Records from a dataset:
= = = = = = =

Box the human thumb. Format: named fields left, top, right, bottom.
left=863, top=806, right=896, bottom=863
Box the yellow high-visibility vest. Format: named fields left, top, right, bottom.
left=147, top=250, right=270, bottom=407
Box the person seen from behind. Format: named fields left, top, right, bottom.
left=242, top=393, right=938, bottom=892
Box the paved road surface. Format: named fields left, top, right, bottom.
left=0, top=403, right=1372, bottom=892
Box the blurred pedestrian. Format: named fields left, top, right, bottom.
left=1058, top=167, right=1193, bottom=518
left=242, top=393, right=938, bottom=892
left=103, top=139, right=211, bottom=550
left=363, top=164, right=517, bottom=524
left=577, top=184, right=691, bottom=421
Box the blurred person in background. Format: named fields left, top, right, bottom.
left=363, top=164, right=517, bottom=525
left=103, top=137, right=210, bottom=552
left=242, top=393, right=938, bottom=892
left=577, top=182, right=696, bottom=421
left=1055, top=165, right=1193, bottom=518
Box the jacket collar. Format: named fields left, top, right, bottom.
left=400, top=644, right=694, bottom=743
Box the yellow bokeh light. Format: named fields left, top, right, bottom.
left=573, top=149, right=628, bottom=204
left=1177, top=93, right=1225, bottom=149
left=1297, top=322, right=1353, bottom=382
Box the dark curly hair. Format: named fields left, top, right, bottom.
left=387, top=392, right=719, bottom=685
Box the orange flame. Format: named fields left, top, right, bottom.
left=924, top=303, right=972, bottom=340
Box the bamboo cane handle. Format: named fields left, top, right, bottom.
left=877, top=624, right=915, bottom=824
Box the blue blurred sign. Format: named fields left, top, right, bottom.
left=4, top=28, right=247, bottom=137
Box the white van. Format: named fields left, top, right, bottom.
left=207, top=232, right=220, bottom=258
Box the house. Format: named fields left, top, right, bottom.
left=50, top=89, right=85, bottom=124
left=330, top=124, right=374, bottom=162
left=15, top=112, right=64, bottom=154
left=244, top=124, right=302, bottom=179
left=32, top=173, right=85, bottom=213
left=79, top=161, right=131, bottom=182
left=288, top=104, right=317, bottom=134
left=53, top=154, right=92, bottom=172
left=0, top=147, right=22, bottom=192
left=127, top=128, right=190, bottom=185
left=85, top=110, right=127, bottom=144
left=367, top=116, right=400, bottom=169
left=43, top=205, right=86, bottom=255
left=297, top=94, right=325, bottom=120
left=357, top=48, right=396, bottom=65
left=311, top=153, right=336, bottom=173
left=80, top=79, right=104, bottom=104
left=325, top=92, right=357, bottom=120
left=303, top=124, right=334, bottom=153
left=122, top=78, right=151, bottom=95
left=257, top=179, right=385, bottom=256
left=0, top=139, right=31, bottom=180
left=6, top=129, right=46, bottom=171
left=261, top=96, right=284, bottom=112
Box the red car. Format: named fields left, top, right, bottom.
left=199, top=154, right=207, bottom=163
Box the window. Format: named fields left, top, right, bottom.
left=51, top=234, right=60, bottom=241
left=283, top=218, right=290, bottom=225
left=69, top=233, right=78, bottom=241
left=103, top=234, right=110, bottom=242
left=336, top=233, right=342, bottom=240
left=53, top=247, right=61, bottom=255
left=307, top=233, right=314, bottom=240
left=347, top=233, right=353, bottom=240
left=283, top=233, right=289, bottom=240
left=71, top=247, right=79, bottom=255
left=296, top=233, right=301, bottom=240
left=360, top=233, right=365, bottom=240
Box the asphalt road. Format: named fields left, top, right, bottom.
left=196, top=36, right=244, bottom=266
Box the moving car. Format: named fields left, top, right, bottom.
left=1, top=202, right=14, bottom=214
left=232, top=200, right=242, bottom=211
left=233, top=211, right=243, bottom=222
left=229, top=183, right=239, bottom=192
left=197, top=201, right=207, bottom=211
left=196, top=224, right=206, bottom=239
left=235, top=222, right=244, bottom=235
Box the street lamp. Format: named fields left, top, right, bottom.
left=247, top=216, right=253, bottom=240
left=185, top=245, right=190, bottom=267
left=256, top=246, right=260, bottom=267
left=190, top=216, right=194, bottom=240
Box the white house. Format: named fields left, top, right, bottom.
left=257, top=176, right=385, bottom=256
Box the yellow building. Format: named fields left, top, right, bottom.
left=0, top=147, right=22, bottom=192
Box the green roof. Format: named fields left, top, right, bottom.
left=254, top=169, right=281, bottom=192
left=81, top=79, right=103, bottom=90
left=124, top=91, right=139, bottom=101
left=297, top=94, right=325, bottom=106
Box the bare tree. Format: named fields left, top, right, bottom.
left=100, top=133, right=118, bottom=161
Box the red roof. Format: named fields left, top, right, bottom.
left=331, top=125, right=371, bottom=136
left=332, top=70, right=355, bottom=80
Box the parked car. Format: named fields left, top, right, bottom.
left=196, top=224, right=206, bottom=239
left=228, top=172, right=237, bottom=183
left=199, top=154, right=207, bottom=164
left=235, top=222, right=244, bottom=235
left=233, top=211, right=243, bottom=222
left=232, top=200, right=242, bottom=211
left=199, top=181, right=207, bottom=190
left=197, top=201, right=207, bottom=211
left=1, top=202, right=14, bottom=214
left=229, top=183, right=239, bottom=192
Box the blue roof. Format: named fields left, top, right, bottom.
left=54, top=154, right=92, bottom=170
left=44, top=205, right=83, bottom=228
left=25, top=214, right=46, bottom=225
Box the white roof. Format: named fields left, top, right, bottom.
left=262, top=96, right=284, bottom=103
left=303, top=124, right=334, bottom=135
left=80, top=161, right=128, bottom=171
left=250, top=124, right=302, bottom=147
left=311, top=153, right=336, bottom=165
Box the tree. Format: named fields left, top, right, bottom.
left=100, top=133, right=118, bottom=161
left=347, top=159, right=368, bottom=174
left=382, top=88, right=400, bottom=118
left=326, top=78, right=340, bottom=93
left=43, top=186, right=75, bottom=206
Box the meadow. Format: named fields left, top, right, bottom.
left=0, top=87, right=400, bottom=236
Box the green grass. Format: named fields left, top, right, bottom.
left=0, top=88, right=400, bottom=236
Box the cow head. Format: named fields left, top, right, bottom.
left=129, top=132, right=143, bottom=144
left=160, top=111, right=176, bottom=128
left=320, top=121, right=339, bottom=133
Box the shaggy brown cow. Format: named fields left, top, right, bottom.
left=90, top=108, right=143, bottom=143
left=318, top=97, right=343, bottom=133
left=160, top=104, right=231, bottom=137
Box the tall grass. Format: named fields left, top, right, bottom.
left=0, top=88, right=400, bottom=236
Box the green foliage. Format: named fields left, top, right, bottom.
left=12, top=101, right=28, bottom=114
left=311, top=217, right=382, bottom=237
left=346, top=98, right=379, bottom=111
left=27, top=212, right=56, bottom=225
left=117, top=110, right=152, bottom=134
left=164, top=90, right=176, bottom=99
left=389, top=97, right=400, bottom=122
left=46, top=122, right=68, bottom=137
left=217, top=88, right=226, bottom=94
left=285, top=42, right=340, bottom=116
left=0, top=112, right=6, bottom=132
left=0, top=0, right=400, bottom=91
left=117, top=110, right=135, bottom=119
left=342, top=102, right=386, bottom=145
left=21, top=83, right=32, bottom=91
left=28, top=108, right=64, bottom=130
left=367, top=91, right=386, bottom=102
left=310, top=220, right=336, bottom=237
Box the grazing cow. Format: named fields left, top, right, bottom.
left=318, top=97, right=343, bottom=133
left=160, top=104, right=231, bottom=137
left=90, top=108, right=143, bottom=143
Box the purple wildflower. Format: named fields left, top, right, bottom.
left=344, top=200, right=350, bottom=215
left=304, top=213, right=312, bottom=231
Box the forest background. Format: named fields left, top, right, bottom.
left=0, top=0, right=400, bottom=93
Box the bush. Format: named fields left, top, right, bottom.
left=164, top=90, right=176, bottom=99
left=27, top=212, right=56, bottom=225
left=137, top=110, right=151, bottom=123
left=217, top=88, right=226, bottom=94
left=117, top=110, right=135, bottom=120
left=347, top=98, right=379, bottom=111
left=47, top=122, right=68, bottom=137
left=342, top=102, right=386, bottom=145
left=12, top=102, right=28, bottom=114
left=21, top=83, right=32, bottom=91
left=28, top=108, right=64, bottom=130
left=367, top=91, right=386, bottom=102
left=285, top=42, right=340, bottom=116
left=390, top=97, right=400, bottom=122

= = = = = = =

EXERCISE GOAL ::
Please convert the lines between the one containing "Box the paved" and the one containing "left=1297, top=322, right=1353, bottom=382", inclusive, into a JSON list of strings with one string per line, leaving out blank lines.

TASK SOLUTION ::
[
  "Box the paved road surface. Format: named fields left, top, right, bottom.",
  "left=0, top=403, right=1372, bottom=892",
  "Box the blurred pedestrian. Format: named fields left, top, right, bottom.",
  "left=1058, top=167, right=1193, bottom=518",
  "left=242, top=393, right=938, bottom=892",
  "left=103, top=139, right=211, bottom=550",
  "left=363, top=164, right=517, bottom=524",
  "left=577, top=184, right=691, bottom=421",
  "Box the blurred person in background. Format: named fields left, top, right, bottom.",
  "left=363, top=164, right=517, bottom=525",
  "left=103, top=137, right=210, bottom=552",
  "left=242, top=393, right=938, bottom=892",
  "left=577, top=182, right=696, bottom=421",
  "left=1055, top=165, right=1193, bottom=518",
  "Box the jacket collar. Format: named fields left, top, right, bottom.",
  "left=400, top=644, right=694, bottom=743",
  "Box the yellow bokeh light. Format: named fields left, top, right, bottom.",
  "left=573, top=149, right=628, bottom=204",
  "left=1177, top=93, right=1225, bottom=149",
  "left=1297, top=322, right=1353, bottom=382"
]